_EXERCICES_
(1) Répondez à ces questions sur le texte consacré au contrôle fiscal :
(a) Depuis quelle année la crise sanitaire est-elle mentionnée ?
(b) Combien de types de contrôles fiscaux compte-t-on au Cameroun ?
(c) Quelle est la durée de la prescription indiquée pour la vérification générale de comptabilité ?
(2) Énumérez tous les types de contrôles fiscaux que le texte consacré au contrôle fiscal recense au Cameroun.

_TEXTE CHOISI_
• • •

LE CONTRÔLE FISCAL : CE QU’IL FAUT RETENIR
Par Edmond AKOA MBALLA – Mercredi, le 03 mars 2021

Le Cameroun s’est engagé dans un vaste programme de réformes économiques (développement des infrastructures) et financières dont l’un des piliers est la mobilisation des recettes. Cette mobilisation des recettes dans un contexte de crises (ralentissement de la croissante crises sécuritaires et crise sanitaire depuis 2020) a entrainé une pression fiscale importante sur les contribuables qui se manifeste par l’élargissement de l’assiette fiscale mais aussi de la sécurisation des recettes. C’est ainsi dans cet élan de sécurisation de recettes fiscales que les contrôles sont menés auprès des contribuables. Il s’agit là uniquement de la dimension répressive du contrôle lequel possède également un volet pédagogique qui n’est pas toujours le mieux appliqué par l’Administration fiscale.

L’objectif de cet atelier est d’outiller au maximum les participants à la clinique juridique lors de la conduite d’un contrôle fiscal.

I – PHASE PRECONTENTIEUSE PRÉALABLES À L’ÉMISSION D’UN AVIS DE MISE EN RECOUVREMENT

 A – ORIGINE DU CONTROLE FISCAL

Le contrôle fiscal vient en amont du contentieux. Ce dernier peut être motivé pour les raisons suivantes à l’initiative du contribuable ou de l’administration suivants les cas notamment : la demande de validation du crédit de TVA ; une demande expresse du contribuable ; le dépôt d’une lettre de cessation d’activités ; l’absence de déclaration ; les incohérences relevées dans la DSF ; la baisse inexpliquée du chiffre d’affaires ; le volume ou le montant des transactions intra-groupes ; l’exploitation de documents reçus dans le cadre de l’exercice du droit de communication et les opérations de restructuration.

B – TYPOLOGIE DES CONTROLES FISCAUX ET CHAMP DE COMPETENCE

On dénombre quatre (4) types de contrôles fiscaux au Cameroun : la vérification Générale de Comptabilité (VGC), la vérification de la Situation Fiscale d’Ensemble (VSFE), le contrôle Ponctuel et le contrôle Sur Pièces (CSP).

  • La vérification Générale de Comptabilité (VGC) est prévue aux articles L11 et suivants du CGI). Il s’agit d’un contrôle effectué sur place par l’administration fiscale dans les locaux du contribuable ou de son conseil. Elle consiste en une vérification de l’ensemble des impôts, et taxes dus dont le contribuable serait redevable pour une période non-prescrite (la prescription est quadriennale à l’exception des reports déficitaires et crédit de TVA), notamment par la confrontation des éléments de comptabilité avec ceux détenus par l’administration fiscale. La période non prescrite en question couvre les quatre derniers exercices non soumis à contrôle.

• • •

_EXTRAITS DE DONNÉES_

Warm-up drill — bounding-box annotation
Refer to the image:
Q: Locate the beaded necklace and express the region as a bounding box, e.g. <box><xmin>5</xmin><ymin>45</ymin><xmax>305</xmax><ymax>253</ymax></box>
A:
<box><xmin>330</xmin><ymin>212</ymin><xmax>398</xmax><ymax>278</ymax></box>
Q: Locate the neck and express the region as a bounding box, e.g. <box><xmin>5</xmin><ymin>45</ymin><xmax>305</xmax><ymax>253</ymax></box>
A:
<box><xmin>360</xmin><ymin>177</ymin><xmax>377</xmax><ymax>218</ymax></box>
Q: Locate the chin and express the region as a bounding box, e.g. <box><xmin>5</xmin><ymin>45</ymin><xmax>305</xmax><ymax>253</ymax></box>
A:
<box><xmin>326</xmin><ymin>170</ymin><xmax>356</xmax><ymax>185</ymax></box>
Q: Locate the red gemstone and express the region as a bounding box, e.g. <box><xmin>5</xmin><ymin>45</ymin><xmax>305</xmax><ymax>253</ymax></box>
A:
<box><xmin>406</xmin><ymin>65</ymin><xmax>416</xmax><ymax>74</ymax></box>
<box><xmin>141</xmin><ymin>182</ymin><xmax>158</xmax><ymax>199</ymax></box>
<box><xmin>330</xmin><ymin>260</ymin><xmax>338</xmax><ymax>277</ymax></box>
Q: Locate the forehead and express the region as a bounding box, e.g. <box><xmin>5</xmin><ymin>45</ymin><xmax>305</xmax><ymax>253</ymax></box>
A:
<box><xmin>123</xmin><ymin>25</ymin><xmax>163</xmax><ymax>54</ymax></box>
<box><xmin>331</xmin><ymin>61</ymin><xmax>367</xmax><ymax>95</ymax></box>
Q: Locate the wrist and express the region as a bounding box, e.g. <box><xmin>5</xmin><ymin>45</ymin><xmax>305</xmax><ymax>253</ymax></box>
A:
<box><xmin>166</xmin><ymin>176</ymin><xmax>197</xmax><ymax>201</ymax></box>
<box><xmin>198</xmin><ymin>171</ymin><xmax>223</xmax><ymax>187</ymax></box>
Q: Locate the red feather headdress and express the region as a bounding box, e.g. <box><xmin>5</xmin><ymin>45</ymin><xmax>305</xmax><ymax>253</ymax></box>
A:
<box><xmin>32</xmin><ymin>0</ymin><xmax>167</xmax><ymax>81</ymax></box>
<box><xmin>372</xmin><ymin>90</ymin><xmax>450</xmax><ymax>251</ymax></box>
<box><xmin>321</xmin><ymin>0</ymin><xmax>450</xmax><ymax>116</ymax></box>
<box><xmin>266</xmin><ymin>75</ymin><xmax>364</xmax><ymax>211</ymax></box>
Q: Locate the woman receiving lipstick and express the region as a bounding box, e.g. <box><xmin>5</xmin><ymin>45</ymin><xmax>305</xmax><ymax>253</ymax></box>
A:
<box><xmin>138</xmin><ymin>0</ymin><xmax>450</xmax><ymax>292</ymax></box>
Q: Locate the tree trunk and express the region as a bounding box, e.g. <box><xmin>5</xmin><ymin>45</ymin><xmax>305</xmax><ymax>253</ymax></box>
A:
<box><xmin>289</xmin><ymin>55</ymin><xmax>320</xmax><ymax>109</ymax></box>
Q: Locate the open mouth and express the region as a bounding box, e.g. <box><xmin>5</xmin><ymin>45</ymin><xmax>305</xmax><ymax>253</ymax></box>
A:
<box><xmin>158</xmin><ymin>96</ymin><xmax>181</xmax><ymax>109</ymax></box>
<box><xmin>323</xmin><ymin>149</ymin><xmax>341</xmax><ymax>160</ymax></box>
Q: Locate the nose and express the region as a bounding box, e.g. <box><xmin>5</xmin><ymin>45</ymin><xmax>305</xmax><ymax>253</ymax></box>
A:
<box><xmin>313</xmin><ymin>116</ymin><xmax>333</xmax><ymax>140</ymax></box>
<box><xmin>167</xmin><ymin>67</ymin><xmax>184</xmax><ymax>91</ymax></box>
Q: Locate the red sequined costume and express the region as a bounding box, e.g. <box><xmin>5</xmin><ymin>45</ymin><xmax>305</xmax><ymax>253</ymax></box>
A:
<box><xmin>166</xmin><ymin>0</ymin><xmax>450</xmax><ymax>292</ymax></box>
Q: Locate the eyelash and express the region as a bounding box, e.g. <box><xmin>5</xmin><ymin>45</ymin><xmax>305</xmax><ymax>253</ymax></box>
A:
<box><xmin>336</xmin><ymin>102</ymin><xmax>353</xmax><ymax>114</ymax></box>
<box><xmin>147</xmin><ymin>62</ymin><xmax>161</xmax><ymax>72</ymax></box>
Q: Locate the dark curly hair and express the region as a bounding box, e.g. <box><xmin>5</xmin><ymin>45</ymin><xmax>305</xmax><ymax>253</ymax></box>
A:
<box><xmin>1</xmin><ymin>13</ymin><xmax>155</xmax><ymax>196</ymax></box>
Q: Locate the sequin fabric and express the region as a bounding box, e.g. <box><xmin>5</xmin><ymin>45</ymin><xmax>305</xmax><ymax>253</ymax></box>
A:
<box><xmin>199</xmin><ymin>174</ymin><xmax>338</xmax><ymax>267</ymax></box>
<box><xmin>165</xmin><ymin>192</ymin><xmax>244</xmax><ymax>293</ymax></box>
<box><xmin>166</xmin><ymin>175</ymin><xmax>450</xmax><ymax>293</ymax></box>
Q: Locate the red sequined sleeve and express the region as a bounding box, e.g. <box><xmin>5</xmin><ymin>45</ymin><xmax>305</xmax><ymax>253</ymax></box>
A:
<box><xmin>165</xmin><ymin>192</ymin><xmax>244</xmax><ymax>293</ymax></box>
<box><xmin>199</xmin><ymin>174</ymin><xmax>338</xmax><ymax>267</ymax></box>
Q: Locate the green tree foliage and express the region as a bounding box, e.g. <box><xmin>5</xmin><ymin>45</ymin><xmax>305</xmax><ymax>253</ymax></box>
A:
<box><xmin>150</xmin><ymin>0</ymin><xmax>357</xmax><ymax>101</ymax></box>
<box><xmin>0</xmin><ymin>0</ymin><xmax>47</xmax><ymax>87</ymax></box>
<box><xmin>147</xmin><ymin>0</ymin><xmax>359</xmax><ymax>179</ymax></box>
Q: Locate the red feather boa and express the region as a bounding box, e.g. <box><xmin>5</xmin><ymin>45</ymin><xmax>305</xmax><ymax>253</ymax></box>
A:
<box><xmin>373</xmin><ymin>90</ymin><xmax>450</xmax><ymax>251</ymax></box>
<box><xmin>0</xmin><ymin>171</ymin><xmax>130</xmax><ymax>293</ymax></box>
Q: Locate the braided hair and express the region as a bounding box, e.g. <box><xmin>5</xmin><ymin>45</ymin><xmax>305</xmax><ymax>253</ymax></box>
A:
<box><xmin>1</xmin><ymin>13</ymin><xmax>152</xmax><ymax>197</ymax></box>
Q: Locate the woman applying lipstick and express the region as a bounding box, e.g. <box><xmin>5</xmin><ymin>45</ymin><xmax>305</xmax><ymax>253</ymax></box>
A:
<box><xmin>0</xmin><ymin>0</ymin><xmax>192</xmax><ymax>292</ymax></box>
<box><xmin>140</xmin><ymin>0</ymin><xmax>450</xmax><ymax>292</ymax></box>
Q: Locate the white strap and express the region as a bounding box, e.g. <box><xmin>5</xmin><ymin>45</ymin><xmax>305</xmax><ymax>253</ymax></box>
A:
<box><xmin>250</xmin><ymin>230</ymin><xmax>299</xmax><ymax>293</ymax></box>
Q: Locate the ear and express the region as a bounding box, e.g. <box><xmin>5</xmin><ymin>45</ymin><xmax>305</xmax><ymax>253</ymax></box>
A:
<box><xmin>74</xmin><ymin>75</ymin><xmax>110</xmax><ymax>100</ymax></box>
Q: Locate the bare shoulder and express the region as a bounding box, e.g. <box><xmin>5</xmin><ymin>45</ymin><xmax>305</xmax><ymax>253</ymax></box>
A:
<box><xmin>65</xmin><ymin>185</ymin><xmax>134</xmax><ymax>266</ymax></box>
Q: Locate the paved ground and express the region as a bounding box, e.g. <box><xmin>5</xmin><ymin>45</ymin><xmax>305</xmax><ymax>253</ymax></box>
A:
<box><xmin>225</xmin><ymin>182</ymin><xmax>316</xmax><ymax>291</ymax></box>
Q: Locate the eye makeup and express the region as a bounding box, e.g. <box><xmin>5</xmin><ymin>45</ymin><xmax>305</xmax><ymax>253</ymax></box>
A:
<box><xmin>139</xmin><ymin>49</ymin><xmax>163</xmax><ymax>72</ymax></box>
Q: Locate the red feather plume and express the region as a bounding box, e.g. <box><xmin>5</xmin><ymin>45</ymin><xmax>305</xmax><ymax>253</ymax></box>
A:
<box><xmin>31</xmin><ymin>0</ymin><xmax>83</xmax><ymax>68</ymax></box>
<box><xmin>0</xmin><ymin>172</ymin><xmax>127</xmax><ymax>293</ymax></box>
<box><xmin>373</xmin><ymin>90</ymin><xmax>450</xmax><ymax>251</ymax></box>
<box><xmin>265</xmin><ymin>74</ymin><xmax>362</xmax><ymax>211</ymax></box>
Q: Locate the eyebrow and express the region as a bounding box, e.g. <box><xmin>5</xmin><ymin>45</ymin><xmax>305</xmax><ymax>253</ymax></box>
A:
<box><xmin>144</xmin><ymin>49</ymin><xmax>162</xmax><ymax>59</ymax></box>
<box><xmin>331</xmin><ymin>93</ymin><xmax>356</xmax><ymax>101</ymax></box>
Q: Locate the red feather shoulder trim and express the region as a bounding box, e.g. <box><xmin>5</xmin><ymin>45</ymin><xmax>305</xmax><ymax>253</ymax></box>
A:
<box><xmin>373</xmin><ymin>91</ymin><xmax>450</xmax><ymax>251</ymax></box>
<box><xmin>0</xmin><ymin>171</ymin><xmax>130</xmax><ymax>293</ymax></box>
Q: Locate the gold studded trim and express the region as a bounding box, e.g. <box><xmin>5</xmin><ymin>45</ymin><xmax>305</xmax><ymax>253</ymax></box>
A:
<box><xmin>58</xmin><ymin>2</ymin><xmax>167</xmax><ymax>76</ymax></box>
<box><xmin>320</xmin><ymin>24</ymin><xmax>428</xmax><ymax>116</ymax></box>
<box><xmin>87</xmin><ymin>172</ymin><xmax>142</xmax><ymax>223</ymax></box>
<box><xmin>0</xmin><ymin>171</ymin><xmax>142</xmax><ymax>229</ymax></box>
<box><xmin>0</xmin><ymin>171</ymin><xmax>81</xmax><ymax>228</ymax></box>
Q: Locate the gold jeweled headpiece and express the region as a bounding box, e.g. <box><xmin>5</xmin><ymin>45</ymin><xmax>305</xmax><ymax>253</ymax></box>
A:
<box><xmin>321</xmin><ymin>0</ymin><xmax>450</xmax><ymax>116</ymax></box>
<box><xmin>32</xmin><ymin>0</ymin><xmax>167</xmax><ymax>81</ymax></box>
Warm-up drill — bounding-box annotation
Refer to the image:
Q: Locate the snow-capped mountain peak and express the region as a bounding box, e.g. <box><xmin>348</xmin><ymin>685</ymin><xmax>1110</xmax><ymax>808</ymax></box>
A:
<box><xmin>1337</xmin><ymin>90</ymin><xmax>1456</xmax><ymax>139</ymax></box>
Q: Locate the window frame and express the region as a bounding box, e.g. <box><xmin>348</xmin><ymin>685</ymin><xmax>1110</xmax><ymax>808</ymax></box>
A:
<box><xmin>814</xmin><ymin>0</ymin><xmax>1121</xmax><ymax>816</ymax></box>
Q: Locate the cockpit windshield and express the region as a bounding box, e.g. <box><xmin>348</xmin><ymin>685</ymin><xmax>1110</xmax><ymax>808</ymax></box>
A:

• • •

_CORRIGÉ_
(1)
(a) Depuis 2020.
(b) Quatre.
(c) Elle est quadriennale, à l'exception des reports déficitaires et du crédit de TVA.

(2)
- La vérification générale de comptabilité (VGC)
- La vérification de la situation fiscale d'ensemble (VSFE)
- Le contrôle ponctuel
- Le contrôle sur pièces (CSP)